Exercise goal — Search for the word "below" in the entries. Each line that holds it should be copied.

*****

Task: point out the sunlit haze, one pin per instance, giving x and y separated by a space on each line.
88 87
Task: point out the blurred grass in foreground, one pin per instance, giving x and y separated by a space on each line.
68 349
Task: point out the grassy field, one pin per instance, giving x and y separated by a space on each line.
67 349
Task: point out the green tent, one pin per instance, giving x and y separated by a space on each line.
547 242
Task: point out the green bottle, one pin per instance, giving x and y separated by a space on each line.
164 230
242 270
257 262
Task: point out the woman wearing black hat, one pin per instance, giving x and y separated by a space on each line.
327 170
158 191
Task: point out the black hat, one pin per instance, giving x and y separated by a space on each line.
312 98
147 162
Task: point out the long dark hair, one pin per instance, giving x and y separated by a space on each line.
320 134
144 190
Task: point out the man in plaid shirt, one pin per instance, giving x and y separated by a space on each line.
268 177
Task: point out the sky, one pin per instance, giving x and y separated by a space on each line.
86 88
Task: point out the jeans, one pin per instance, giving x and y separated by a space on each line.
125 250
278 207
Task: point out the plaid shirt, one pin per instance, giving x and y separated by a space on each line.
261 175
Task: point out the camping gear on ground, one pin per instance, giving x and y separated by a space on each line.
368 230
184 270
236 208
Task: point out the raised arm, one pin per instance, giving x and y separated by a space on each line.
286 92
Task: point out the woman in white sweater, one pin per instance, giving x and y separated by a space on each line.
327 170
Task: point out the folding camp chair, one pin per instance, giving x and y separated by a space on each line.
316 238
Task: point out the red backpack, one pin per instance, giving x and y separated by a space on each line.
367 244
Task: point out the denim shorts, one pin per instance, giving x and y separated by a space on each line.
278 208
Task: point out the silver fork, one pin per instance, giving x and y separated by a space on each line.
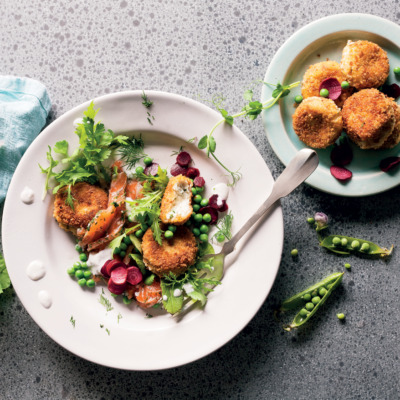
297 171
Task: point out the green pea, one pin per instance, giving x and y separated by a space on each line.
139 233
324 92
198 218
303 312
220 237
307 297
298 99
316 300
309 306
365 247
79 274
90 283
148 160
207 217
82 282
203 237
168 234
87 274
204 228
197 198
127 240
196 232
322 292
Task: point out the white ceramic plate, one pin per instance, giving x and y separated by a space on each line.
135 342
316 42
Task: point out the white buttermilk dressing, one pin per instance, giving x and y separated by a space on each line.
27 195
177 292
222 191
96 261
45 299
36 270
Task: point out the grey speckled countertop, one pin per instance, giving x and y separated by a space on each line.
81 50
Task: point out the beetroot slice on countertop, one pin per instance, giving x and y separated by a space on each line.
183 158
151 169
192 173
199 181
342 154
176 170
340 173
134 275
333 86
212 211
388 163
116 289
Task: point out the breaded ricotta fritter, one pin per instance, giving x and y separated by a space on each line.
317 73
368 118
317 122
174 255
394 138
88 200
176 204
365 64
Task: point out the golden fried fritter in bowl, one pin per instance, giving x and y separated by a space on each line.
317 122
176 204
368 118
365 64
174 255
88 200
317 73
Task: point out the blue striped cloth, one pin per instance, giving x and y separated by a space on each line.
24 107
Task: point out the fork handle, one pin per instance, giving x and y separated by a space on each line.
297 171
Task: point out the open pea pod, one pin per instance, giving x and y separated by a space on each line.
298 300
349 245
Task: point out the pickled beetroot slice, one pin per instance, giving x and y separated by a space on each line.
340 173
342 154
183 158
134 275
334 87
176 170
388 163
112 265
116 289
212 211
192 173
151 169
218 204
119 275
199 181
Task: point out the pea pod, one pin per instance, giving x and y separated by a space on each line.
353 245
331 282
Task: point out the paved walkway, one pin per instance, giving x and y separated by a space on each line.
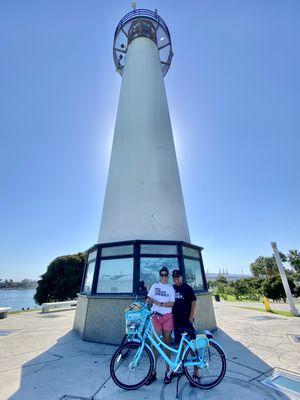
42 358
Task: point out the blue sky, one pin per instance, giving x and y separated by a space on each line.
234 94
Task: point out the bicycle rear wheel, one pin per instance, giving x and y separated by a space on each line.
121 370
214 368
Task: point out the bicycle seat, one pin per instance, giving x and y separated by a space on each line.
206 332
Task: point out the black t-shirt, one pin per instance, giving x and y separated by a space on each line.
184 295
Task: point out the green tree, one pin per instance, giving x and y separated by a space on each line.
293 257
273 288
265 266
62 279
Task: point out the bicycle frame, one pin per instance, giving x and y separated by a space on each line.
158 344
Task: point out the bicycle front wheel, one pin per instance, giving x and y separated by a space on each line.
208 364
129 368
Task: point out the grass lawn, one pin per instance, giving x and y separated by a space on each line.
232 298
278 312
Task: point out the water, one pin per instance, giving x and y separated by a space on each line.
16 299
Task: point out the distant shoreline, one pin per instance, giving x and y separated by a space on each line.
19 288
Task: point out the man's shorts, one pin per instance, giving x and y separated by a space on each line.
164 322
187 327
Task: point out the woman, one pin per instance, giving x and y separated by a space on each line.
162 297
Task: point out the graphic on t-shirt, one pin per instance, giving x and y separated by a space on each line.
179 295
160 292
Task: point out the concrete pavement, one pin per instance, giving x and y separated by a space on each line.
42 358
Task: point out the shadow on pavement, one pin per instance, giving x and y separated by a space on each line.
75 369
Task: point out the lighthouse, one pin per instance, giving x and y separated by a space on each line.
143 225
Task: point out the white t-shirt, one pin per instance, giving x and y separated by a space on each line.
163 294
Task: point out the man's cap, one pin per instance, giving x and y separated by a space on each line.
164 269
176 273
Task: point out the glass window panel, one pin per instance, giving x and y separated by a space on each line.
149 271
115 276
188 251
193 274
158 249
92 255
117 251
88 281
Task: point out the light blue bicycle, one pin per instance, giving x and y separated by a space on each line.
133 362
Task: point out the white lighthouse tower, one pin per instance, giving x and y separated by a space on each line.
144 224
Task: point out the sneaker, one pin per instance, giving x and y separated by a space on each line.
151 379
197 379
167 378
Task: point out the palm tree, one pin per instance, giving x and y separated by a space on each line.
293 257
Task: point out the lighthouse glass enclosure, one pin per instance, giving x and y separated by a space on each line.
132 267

*****

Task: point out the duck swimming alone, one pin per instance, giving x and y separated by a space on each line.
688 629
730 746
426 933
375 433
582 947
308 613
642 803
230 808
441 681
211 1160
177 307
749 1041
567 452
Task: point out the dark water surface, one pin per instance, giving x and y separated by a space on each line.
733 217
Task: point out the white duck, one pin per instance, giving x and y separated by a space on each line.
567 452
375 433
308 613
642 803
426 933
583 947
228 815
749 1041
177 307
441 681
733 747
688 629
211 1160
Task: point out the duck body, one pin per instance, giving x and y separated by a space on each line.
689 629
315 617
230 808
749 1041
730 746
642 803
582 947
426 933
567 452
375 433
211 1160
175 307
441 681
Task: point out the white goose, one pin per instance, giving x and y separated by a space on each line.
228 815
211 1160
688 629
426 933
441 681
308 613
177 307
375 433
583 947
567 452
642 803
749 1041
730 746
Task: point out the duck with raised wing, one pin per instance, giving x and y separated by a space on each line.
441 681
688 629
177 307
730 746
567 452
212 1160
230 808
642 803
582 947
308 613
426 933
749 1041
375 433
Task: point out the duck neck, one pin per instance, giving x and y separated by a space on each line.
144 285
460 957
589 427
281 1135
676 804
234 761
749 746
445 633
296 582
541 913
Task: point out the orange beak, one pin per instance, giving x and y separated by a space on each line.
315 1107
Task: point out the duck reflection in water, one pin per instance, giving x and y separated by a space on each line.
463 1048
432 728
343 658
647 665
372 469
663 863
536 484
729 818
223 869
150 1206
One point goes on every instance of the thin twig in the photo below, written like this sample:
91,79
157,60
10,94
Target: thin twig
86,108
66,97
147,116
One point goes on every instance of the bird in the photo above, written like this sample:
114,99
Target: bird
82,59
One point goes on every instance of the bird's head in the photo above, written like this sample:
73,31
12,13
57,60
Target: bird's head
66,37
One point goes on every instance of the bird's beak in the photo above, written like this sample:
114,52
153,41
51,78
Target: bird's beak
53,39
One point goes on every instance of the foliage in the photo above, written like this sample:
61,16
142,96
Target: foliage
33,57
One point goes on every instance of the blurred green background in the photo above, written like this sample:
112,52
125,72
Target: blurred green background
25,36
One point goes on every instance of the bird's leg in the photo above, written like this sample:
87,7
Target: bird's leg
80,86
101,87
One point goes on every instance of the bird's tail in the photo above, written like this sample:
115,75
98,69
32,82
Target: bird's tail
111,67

*****

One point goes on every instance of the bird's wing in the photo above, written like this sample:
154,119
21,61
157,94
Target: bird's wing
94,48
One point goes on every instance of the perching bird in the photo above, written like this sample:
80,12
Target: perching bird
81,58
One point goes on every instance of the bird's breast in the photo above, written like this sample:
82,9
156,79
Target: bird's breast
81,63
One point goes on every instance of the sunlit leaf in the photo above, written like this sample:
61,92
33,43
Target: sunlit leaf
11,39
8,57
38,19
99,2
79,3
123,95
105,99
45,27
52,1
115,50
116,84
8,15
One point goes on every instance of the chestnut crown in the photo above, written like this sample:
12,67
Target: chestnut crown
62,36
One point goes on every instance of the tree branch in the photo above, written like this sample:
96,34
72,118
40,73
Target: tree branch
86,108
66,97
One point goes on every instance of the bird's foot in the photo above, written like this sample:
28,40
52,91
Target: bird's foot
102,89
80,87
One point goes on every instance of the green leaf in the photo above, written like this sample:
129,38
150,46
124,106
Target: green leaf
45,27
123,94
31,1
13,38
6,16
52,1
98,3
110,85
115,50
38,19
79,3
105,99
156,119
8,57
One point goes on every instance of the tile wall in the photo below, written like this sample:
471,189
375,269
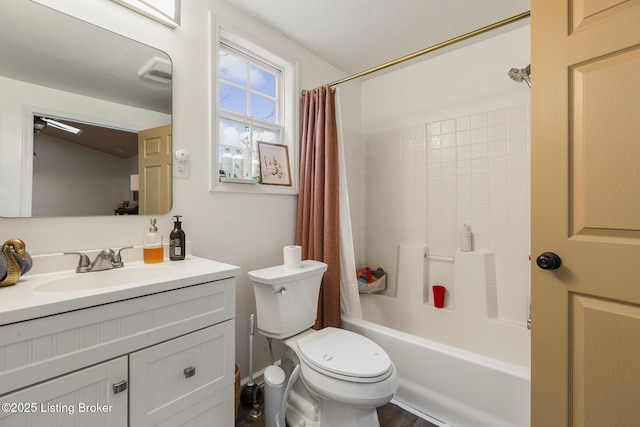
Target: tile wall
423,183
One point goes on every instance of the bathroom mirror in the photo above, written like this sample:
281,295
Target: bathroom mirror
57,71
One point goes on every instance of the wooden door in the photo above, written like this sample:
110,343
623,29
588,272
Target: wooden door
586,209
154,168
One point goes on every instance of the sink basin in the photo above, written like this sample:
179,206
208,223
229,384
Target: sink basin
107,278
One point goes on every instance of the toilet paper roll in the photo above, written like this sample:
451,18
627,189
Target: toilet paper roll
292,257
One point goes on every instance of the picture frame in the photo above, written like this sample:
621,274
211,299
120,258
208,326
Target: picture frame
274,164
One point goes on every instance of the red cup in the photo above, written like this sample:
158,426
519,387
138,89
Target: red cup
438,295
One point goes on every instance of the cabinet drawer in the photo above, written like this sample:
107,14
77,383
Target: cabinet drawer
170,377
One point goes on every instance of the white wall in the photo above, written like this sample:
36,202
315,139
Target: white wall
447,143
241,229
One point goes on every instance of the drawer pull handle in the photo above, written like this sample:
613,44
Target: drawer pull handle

*****

Written answer —
One point goes on every instance of the thin twig in the photo below, written like this sample:
One point goes on every instance of the tile wall in the photo below, written like this sample:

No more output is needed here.